▸ Explore the material
1. Update the passage of the opinion piece on Canada's economy starting at "Reductions in government" and ending at "the same period." by writing "paying down" in place of "retiring".
2. According to the opinion piece on Canada's economy, at what level did Canada's unemployment rate peak?
3. Continue the opinion piece on Canada's economy from its last sentence.

━━━ Exercise passage ━━━

OPINION
JULY 31, 2011, 6:50 P.M. ET.
Why Canada Is Beating America
It shrank government, and now unemployment and debt are declining.
By JASON CLEMENS
While the U.S. remains mired in debt and slogs through a subpar economic recovery, Canada is moving ahead steadily. Its unemployment rate peaked at a little over 8.5% and is now 7.4%, and there were no bank bailouts. Real GDP growth is expected to be roughly 3% this year.
Now with the first majority government since 2004, and the first Conservative majority since 1993, the country has an opportunity to vault forward. The Conservatives led by Prime Minister Stephen Harper have a chance to build on the reforms begun under previous Liberal governments that Americans can only look at with envy.
Canada's government, for example, has grown smaller over the last 15 years. Total government spending as a share of the economy peaked at a little over 53% in 1993. Through a combination of spending cuts in the 1990s and spending restraint during the 2000s, it declined to a little under 40% of GDP by 2008. (It's currently about 44% due to the recession.)
Reductions in government spending allowed for balanced budgets and the retiring of debt. Federal debt as a share of the Canadian economy was almost halved from nearly 80% to a little over 40% over the same period.

━━━ Data supplied ━━━

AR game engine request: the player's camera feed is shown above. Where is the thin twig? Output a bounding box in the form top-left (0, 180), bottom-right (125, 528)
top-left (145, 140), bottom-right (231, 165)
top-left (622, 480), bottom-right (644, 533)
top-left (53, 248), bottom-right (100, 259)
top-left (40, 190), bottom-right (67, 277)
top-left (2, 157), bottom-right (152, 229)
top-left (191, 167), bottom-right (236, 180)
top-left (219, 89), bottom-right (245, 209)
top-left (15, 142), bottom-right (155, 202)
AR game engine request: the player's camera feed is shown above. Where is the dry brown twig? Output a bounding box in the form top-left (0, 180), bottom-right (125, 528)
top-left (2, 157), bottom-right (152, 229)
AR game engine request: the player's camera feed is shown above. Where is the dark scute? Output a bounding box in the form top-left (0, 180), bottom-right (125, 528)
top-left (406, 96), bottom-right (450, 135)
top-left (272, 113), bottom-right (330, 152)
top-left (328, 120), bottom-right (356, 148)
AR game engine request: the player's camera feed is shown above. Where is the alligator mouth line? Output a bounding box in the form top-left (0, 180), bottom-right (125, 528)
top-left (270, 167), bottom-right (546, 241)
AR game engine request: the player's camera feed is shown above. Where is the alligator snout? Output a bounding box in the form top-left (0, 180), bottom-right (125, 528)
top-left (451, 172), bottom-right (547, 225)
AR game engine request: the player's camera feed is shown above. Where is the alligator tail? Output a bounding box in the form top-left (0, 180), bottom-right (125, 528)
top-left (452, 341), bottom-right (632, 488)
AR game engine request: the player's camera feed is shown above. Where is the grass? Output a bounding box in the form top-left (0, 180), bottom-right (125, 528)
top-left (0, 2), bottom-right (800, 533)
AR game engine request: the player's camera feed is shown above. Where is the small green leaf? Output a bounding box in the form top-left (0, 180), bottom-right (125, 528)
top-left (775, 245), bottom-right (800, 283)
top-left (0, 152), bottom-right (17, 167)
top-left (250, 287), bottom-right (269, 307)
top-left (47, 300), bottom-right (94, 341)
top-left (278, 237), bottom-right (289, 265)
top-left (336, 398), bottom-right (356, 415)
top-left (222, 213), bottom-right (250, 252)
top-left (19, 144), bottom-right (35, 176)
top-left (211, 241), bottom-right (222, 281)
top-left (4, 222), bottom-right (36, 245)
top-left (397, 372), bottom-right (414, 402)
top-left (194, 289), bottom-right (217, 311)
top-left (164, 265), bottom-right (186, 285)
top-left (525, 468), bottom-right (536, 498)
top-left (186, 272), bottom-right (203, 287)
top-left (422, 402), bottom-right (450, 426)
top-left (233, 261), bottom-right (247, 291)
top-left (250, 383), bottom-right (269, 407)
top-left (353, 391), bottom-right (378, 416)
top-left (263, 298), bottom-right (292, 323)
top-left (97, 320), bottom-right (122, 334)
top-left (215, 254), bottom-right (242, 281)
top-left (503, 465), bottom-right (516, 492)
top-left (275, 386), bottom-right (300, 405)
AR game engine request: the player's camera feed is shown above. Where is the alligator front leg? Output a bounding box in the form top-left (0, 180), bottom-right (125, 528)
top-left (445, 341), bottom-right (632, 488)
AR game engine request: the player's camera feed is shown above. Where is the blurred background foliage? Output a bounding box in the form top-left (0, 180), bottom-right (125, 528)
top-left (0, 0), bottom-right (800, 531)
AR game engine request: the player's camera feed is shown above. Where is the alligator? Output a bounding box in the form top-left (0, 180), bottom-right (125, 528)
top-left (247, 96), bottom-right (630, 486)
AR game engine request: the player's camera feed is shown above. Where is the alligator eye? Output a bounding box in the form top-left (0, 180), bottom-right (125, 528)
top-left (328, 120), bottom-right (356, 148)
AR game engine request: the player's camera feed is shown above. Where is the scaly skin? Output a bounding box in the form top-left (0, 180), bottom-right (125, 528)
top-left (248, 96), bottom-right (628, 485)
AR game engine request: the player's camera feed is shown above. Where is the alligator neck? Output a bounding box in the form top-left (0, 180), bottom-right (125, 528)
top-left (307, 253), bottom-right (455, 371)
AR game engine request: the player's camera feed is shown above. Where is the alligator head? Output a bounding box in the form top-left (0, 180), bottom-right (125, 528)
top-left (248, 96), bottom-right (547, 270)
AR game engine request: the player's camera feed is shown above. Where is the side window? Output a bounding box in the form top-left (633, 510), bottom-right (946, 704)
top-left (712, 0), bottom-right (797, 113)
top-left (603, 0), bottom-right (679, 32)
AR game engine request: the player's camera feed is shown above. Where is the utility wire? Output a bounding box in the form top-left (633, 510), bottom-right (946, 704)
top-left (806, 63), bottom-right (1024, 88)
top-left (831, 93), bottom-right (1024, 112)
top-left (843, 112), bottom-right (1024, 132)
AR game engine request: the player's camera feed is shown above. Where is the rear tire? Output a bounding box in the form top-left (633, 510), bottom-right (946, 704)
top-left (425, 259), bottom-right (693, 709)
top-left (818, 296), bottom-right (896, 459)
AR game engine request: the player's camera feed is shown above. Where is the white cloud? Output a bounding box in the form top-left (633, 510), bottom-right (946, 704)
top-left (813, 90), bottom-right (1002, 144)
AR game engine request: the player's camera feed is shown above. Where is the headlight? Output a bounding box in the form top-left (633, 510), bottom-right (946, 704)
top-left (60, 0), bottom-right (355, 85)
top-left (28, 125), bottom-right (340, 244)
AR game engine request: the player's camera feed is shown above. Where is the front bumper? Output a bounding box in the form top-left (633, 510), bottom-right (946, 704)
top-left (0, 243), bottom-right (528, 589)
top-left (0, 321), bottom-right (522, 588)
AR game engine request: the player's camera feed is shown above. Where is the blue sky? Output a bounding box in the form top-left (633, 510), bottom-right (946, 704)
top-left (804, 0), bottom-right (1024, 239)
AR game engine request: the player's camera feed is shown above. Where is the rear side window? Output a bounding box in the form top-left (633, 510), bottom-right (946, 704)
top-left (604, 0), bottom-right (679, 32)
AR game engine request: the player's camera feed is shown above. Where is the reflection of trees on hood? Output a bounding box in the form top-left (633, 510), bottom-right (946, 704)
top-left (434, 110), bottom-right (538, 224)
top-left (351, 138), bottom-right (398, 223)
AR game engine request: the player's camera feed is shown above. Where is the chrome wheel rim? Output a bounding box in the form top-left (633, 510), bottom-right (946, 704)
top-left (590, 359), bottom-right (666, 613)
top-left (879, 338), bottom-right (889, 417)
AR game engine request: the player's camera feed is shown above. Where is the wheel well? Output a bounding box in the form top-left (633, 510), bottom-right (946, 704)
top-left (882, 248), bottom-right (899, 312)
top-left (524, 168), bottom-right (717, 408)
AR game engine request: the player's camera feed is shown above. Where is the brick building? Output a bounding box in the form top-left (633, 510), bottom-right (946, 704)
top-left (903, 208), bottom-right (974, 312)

━━━

▸ Answers for each item
1.
Reductions in government spending allowed for balanced budgets and the paying down of debt. Federal debt as a share of the Canadian economy was almost halved from nearly 80% to a little over 40% over the same period.

2. It peaked at a little over 8.5%.

3.
On the federal level, capital gains taxes in Canada were reduced twice and currently stand at 14.5%. A series of cuts to the corporate income tax beginning in 2001 have seen the rate slashed to 15% from 28%. Many provinces followed suit by reducing both corporate and personal income tax rates.
But the Conservative government faces two challenges: health reform and taxes.
The unavoidable challenge is the country's health-care system. Negotiations to renew federal transfers to the provinces in support of health care begin later this fall.
Canada devotes a relatively high share of its economy to health care without enjoying commensurate outcomes. Of the 28 countries in the Organization for Economic Cooperation and Development (OECD) that have universal access, Canada has the sixth-highest rate of health spending as a share of its economy.
Canadian health care is unique among the OECD countries with universal access in that Canadians alone depend almost exclusively on government for medically-necessary health care. Simply put, health care is dominated by the government in one form or another. Canada prohibits both copayments and private funding for publicly-insured services. Hospitals are for practical purposes owned and operated by government, and over 98% of physician income is from government.
But Canadians' access to care is poor, despite high spending. The country ranks 20th of 22 OECD countries for access to physicians. Canada's national statistical agency recently reported that 6.6% of Canadians (aged 12 or older) indicated being without a doctor and unable to find one. Canada also ranks poorly on access to technology: 17th for CT scanners and MRIs.
Waiting times for treatment continue to worsen. A longstanding survey by the free-market Fraser Institute recently found that the median wait time between general practitioner and treatment had increased to 18.2 weeks (2010) from 9.3 weeks in 1993 when the survey started.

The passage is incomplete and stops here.